→ **TASK INSTRUCTIONS**: Pick up the symposium report on new kinase inhibitors after its final sentence and keep writing it.

→ **EXTRACT TO READ**:
ACR Winter Rheumatology Symposium: New Kinase Inhibitors Show Promise

SNOWMASS, COLO.—“We are currently in the era of biologics,” said Gary S. Firestein, MD, dean and associate vice chancellor of translational medicine at the University of California San Diego School of Medicine in La Jolla, Calif., at a session titled, “Primer on Signaling,” here at the ACR Winter Rheumatology Symposium, held January 26–February 1, 2013. “The next wave of therapeutics will most likely focus on small molecules,” including kinase inhibitors, which affect signal transduction, he says. There are many pros and cons with these molecules, and the research is ongoing. As with many therapeutics used for rheumatic disease, the task for clinicians is to weigh the potential benefit against potential toxicities.

Signal Transduction

Signal transduction is a communication system that relays information from the environment to the interior of a cell so it can appropriately respond to stresses, Dr. Firestein said. Kinases are enzymes that participate in signaling cascades that affect cell functions such as mRNA transcription and stability and protein production and stability.

The therapeutic application of kinase inhibitors is under investigation in diverse signaling pathways: examples include mitogen-activated protein kinases (MAPK), Janus kinase (JAK), and spleen tyrosine kinase (Syk). In general, these pathways are systems that sense the environment through a cytokine receptor or immunoreceptor, and via adaptor molecules, initiate a series of events that alter cell function, Dr. Firestein said. Kinases amplify signals by increasing function in an enzymatic cascade.

→ **SOURCE MATERIAL**:
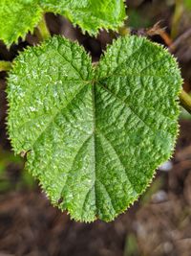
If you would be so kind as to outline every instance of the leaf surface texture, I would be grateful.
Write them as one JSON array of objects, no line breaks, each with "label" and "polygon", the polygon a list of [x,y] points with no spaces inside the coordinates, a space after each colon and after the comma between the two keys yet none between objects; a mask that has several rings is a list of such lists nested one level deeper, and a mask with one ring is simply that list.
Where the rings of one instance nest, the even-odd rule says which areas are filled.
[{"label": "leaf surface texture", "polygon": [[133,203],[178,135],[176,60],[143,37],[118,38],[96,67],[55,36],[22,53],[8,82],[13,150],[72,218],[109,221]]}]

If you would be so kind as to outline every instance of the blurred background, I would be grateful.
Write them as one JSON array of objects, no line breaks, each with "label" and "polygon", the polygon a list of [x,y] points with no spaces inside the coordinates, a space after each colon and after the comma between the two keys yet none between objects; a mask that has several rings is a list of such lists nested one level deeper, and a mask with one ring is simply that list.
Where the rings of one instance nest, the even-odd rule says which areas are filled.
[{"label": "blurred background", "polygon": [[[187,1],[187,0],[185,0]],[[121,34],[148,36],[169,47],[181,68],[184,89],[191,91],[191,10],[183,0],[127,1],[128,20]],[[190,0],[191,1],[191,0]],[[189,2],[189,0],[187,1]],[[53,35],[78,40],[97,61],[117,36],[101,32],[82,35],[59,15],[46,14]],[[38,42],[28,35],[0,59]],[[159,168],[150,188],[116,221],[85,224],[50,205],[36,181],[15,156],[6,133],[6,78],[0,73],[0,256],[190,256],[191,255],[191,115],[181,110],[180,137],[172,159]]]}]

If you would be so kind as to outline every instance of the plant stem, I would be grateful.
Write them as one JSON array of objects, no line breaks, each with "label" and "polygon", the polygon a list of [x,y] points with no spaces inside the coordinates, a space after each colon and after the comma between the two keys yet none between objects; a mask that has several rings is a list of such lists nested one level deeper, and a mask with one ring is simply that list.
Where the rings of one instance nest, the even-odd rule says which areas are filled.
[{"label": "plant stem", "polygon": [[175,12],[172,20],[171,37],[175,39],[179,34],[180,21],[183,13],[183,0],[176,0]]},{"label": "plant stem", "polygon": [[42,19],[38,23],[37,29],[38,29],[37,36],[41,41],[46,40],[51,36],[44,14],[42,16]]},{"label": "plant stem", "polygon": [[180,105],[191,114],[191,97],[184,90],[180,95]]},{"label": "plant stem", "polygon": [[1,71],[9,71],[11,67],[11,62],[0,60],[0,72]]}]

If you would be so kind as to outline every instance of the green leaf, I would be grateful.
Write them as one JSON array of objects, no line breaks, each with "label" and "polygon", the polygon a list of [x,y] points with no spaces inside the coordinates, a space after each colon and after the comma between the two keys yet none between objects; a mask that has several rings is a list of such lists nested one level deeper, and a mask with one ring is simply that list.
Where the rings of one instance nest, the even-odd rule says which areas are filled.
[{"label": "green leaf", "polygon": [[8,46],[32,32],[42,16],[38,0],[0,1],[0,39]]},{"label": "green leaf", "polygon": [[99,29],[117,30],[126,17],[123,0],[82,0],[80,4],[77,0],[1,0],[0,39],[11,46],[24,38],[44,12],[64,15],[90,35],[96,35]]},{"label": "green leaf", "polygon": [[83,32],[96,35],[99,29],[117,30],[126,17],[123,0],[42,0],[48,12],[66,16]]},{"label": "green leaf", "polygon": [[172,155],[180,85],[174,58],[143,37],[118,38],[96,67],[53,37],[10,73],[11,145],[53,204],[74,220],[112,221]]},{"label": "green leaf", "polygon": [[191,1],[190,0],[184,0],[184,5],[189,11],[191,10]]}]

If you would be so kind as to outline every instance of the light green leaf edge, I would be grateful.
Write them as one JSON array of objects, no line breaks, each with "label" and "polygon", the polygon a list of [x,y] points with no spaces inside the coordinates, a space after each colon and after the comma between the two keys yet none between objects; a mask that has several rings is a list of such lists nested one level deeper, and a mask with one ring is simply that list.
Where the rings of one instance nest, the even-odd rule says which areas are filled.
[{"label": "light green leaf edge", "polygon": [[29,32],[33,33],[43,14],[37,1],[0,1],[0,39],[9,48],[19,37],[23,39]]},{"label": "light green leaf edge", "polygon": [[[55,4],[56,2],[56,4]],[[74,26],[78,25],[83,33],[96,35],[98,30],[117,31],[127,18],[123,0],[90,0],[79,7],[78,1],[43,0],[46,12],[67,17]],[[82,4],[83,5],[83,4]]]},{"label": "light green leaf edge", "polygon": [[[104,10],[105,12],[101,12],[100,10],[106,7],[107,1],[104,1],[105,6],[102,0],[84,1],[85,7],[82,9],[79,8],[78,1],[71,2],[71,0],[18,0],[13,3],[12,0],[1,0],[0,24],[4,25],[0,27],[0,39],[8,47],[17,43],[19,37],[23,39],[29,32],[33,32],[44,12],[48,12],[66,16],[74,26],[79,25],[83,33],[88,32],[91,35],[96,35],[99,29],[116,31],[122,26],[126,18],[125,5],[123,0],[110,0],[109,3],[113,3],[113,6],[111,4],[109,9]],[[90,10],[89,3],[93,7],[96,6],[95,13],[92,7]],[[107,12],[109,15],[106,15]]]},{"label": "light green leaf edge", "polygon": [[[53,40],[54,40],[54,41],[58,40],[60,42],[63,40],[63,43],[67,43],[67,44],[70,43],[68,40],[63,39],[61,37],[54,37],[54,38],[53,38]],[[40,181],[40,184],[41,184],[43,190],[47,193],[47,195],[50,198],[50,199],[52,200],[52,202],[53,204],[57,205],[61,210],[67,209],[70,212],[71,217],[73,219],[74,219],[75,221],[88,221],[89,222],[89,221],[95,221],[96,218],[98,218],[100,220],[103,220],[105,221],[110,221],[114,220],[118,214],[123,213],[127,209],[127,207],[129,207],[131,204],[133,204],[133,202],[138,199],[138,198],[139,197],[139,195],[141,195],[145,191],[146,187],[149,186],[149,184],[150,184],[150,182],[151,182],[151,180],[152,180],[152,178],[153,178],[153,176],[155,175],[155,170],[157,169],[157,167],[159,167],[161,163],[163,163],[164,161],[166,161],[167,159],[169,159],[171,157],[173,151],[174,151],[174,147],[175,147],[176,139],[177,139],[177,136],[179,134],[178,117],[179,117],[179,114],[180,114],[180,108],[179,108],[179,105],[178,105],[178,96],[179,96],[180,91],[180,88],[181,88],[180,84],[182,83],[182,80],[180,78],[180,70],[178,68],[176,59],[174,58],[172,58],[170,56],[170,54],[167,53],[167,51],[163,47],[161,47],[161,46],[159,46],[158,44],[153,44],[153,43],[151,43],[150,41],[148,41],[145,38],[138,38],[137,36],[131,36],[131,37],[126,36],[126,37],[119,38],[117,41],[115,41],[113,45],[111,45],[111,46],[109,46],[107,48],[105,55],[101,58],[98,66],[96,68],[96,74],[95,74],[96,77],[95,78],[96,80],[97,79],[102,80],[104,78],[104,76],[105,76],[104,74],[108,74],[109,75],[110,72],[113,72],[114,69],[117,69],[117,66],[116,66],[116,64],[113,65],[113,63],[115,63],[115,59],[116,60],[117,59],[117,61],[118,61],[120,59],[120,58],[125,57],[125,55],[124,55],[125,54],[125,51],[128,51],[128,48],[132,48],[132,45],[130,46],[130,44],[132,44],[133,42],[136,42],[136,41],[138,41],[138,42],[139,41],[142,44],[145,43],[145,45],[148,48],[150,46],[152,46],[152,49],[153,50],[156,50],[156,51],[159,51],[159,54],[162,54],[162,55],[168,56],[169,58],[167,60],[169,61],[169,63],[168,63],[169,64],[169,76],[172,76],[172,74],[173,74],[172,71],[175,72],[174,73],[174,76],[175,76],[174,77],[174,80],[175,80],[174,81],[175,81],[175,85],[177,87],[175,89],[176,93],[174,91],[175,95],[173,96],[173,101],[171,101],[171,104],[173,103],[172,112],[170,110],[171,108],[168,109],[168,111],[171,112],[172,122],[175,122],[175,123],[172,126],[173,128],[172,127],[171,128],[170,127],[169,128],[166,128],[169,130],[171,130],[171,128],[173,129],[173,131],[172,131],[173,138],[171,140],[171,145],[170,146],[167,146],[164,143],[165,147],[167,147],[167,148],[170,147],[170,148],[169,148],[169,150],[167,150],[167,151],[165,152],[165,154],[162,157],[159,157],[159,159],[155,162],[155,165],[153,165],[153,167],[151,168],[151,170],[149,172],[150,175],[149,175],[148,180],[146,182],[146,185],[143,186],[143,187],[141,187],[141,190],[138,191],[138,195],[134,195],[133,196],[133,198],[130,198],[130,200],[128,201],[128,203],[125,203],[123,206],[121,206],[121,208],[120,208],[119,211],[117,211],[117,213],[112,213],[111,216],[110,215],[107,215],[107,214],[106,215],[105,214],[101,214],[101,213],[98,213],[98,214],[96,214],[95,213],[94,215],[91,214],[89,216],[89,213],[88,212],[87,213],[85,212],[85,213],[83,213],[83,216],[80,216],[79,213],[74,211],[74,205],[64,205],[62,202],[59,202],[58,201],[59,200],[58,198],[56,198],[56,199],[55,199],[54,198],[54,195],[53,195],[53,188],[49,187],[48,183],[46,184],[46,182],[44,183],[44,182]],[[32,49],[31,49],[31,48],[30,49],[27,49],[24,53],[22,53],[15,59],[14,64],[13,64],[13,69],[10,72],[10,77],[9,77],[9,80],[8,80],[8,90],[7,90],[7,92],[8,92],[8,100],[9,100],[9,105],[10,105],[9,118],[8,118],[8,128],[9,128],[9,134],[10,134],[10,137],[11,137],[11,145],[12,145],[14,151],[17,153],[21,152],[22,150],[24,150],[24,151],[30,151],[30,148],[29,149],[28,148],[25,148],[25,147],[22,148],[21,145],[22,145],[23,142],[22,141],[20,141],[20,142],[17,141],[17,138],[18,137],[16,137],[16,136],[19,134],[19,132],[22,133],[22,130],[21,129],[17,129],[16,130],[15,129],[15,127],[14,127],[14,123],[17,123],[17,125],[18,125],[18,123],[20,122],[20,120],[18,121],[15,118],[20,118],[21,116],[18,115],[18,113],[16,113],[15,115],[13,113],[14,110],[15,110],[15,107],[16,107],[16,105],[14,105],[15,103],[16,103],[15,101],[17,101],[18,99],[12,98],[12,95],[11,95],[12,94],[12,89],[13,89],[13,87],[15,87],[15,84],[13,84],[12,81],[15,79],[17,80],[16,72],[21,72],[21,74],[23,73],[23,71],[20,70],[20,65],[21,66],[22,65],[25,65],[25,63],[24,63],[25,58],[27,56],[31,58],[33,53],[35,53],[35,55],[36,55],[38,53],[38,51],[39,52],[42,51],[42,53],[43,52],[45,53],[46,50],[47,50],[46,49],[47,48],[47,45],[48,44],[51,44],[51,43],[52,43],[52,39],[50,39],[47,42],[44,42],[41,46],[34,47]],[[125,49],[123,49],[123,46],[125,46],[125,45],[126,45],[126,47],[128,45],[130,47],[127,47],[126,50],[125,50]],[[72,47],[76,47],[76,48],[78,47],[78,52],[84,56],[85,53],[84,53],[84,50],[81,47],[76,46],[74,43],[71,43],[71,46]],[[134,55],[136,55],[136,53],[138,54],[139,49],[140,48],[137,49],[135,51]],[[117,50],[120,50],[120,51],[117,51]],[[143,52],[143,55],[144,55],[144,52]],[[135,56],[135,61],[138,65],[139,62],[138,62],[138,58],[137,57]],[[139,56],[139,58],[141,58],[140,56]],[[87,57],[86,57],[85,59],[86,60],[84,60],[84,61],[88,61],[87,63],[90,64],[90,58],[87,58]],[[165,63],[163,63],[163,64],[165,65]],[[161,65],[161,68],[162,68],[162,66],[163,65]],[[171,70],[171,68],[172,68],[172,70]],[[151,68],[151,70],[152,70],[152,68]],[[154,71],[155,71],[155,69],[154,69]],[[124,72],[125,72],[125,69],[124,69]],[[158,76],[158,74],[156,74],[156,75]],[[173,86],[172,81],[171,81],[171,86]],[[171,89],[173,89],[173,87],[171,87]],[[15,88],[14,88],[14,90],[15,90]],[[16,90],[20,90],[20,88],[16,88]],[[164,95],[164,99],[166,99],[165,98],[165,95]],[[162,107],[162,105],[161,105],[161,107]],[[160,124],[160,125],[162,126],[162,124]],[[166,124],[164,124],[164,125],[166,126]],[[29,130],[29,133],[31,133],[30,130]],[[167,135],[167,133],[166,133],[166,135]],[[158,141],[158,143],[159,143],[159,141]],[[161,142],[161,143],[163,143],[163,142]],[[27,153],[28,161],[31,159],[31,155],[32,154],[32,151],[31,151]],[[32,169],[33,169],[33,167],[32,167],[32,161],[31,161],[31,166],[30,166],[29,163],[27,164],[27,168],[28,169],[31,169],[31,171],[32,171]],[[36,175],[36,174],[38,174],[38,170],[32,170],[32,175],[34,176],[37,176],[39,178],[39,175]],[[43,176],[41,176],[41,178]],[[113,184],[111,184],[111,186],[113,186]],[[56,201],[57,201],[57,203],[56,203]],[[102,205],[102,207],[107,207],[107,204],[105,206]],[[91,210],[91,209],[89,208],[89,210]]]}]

→ **ANSWER FOR THE TASK**:
Big Interest in Small Molecules

Altered cellular signaling is associated with chronic inflammatory disease, and understanding these intracellular pathways might lead to new approaches for treatment, including the use of orally bioavailable small molecules that regulate cytokine function and production.¹ Small molecule tyrosine kinase inhibitors such as imatinib and erlotinib are of particular therapeutic interest in cancer because they have broad specificity that probably contributes to efficacy, Dr. Firestein noted, adding that they are also oral and less expensive to produce.

One drawback with small molecules is the potential for toxicity and “off-target” effects compared with antibodies. They are chemically derived, and can effectively block a targeted enzyme, but they also may affect other cellular proteins and cause unexpected side effects. This prompts the question about the importance of selectivity and the best location in the pathway to intercede, Dr. Firestein said. “Do we want to go high in the signaling cascade so there are more pathways affected, but also more toxicity, or farther down where it is more tightly targeted but less likely to work?” he posed.